• Lesetext
▼
Jedoch sollte man daraus nicht den Schluss ziehen, Russland sei besonders tolerant. In den Weiten des Landes gab es einfach nicht solche Möglichkeiten zur Kontrolle. Die heutige Form der Homophobie in Russland bildete sich meiner Meinung nach seit der Stalin-Zeit heraus. Sie ist eng mit Gefangenenlagern und Hierarchien hinter Stacheldraht verbunden, also mit der Lager-Vergangenheit des Landes. Damals waren die Menschen, die in Stalins Lager gerieten, erstmals in größerem Ausmaß mit - meist gewalttätigen - gleichgeschlechtlichen Kontakten konfrontiert.

Welche Politik verfolgte Stalin gegenüber Homosexuellen?

Josef Stalin führte im Jahr 1934 den Artikel wieder ein, der Sex unter Männern unter Strafe stellte. In dieser Zeit wurden auch Abtreibungen verboten und Scheidungen erschwert. Interessant ist, dass im Gegensatz zur damals öffentlich und lautstark geführten Anti-Abtreibungs-Kampagne der Artikel zum Verbot von Sex unter Männern von der Öffentlichkeit fast unbemerkt eingeführt wurde. Homosexuelle in Moskau und Leningrad wurden von der sowjetischen Geheimpolizei massenweise festgenommen.

Aber die sowjetische Staatsmacht hat sich weder in den 1930er Jahren noch danach zum Ziel gesetzt, alle Homosexuellen zu vernichten oder in Lager zu stecken, so wie es in Nazi-Deutschland war. Die Homosexualität von Menschen war ein weiterer Hebel, sie unter Druck setzen zu können. Das nutzte das sowjetische Regime ausgiebig aus, so auch der KGB, um ausländische Diplomaten und Studenten zu erpressen oder des Landes zu verweisen. Einen Strafartikel gegen Frauen gab es in der Sowjetunion nicht. Aber Homosexualität unter Frauen galt als Krankheit. Lesben kamen in Zwangsbehandlung und wurden von der Gesellschaft ausgeschlossen.
▲
• Datenauszüge
▼
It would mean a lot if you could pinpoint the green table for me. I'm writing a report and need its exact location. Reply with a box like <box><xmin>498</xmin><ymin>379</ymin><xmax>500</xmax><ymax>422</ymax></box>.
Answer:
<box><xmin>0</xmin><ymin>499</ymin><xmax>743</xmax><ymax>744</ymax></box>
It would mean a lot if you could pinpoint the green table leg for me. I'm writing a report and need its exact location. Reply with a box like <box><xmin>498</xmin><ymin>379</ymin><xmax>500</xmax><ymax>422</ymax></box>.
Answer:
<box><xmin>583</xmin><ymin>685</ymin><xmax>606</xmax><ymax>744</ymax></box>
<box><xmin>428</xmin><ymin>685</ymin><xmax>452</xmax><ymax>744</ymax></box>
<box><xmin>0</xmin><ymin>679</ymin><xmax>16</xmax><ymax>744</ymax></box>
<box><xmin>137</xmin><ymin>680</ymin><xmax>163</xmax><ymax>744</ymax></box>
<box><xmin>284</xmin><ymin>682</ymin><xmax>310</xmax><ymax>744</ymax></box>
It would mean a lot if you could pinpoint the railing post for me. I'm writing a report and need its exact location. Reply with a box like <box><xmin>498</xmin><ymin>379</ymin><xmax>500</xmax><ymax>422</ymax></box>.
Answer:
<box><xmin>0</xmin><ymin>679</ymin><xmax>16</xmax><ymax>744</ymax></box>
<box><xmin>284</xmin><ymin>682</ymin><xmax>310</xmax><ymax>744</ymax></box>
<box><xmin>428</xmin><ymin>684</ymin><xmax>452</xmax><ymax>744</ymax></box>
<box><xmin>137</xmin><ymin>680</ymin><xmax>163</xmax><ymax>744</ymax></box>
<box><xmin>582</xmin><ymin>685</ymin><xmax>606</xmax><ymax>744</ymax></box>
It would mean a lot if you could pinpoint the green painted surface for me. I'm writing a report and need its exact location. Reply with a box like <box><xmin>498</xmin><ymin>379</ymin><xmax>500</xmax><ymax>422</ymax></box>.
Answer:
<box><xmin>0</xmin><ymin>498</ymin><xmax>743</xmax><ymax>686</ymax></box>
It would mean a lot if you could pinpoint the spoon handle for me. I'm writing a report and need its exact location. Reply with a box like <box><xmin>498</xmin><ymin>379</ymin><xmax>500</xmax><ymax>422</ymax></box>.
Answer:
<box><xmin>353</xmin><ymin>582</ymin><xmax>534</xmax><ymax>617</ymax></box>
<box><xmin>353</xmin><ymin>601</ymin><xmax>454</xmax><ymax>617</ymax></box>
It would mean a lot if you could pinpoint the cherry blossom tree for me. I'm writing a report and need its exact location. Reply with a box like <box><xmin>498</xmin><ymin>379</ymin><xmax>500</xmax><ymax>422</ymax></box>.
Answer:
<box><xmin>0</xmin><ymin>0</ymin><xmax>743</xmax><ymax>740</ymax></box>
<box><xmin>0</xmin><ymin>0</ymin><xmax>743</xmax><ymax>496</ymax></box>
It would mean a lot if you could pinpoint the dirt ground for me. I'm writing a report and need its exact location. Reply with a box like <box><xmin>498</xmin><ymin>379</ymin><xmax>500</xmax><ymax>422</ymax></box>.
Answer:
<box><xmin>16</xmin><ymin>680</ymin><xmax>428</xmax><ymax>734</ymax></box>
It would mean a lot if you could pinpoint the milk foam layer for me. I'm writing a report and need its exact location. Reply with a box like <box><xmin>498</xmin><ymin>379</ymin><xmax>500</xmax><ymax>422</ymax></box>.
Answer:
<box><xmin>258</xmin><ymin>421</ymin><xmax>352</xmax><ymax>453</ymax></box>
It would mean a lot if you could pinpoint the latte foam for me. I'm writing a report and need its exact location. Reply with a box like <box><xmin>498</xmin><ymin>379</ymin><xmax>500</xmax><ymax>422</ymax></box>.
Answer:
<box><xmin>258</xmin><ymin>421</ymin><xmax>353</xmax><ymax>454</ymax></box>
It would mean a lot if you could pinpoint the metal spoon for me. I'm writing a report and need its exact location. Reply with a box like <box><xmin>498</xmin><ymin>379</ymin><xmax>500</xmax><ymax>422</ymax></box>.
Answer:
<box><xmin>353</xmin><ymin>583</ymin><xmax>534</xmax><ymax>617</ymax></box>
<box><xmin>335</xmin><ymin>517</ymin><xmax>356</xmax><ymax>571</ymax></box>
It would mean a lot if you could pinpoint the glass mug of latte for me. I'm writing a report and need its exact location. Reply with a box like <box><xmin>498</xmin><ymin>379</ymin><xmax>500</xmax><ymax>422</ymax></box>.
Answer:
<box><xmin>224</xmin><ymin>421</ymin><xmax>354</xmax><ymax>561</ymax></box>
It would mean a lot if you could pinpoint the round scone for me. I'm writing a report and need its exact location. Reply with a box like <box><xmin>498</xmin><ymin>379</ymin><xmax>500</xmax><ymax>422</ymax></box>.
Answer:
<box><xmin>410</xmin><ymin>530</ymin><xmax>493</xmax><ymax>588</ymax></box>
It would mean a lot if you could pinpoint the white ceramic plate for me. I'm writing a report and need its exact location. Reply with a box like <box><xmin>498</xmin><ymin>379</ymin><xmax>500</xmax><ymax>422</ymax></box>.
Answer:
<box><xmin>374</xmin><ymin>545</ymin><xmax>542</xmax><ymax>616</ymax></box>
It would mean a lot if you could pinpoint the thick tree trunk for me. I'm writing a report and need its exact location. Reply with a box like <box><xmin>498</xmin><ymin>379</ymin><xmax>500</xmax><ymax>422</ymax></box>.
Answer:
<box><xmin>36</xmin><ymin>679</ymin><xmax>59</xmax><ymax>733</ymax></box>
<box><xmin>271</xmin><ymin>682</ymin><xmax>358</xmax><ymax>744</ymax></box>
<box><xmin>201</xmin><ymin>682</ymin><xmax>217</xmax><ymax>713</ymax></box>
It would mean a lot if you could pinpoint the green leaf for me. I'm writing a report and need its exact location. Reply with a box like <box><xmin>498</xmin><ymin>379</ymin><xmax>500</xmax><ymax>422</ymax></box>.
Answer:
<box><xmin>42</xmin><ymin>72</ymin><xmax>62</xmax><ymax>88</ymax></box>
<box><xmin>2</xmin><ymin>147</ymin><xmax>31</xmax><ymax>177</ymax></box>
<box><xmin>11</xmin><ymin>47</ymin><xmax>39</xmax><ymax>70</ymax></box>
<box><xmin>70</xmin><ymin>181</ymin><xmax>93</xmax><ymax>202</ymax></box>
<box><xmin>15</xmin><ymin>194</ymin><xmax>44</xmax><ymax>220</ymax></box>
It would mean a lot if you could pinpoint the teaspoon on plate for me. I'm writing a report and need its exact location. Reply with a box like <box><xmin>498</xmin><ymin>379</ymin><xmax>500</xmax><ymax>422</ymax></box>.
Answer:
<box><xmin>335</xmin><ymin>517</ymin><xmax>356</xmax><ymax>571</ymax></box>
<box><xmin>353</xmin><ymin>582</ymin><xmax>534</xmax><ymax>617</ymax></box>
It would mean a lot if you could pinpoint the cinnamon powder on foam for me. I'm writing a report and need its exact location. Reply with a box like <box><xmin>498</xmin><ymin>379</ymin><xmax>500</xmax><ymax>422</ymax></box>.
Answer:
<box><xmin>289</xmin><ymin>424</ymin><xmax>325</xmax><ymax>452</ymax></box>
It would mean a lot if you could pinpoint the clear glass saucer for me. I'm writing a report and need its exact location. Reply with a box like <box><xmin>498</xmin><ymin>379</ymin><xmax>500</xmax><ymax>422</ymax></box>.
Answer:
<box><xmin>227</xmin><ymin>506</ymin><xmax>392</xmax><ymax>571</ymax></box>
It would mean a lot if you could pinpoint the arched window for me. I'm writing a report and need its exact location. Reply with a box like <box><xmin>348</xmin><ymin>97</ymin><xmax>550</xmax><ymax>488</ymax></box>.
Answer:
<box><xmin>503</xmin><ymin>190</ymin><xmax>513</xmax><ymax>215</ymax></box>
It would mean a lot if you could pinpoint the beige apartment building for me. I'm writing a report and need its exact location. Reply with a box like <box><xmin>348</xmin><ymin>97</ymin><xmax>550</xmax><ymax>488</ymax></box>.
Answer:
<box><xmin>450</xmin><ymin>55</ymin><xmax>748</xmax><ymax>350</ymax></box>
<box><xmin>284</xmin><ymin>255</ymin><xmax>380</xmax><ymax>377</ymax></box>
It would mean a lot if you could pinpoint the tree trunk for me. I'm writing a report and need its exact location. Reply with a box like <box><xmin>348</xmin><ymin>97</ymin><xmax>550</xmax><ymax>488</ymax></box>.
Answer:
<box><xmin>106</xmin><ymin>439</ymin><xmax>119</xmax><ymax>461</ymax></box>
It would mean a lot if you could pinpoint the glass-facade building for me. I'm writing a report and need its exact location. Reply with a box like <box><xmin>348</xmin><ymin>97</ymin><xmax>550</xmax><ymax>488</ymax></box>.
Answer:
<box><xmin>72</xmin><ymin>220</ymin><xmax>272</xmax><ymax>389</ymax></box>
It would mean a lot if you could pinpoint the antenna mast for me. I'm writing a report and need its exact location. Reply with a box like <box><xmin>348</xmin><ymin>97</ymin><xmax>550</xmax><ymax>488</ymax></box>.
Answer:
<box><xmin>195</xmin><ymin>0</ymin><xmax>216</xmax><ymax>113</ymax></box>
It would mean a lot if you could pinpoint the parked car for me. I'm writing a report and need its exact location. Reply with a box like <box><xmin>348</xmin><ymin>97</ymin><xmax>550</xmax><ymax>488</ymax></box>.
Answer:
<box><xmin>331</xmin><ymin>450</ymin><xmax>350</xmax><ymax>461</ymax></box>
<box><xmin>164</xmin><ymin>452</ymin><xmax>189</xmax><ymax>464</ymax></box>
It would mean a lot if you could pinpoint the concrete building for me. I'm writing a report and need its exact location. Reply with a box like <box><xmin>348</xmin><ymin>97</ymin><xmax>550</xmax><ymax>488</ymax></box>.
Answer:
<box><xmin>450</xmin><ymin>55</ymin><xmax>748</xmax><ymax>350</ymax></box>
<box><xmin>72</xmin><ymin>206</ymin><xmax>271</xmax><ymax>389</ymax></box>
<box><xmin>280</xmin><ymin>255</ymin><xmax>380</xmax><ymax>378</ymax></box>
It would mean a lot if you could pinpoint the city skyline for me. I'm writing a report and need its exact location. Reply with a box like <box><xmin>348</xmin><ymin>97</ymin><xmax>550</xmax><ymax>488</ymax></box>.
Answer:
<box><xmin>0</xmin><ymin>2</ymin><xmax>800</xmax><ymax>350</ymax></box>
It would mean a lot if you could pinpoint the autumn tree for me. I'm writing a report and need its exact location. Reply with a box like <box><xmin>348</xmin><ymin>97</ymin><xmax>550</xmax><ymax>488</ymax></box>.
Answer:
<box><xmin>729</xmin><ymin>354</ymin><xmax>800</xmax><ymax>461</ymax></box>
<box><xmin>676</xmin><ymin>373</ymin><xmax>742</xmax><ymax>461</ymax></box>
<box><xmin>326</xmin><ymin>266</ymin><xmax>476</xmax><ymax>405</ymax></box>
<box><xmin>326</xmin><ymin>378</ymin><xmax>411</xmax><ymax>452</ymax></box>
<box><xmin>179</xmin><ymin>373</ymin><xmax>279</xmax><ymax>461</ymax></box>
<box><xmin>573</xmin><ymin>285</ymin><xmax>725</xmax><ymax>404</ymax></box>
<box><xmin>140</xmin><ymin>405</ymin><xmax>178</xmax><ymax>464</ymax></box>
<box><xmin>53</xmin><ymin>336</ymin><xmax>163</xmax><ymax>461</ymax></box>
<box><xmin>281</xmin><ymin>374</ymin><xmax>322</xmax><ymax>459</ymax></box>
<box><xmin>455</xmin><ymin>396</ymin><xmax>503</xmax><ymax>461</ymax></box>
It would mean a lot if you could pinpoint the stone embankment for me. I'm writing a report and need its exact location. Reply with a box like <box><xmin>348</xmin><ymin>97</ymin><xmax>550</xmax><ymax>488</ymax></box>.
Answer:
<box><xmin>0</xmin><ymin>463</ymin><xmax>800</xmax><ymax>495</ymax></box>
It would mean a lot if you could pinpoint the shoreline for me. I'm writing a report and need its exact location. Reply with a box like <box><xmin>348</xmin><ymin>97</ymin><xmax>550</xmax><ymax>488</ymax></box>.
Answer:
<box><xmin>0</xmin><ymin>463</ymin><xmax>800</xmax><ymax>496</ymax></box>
▲
• Arbeitsauftrag
Schreiben Sie bitte aus dem Lesetext den Abschnitt ab, der mit den Worten „Josef Stalin führte“ beginnt und mit „Geheimpolizei massenweise festgenommen.“ endet. Die Einträge werden für die Bearbeitung nicht gebraucht.

• Lösung
Josef Stalin führte im Jahr 1934 den Artikel wieder ein, der Sex unter Männern unter Strafe stellte. In dieser Zeit wurden auch Abtreibungen verboten und Scheidungen erschwert. Interessant ist, dass im Gegensatz zur damals öffentlich und lautstark geführten Anti-Abtreibungs-Kampagne der Artikel zum Verbot von Sex unter Männern von der Öffentlichkeit fast unbemerkt eingeführt wurde. Homosexuelle in Moskau und Leningrad wurden von der sowjetischen Geheimpolizei massenweise festgenommen.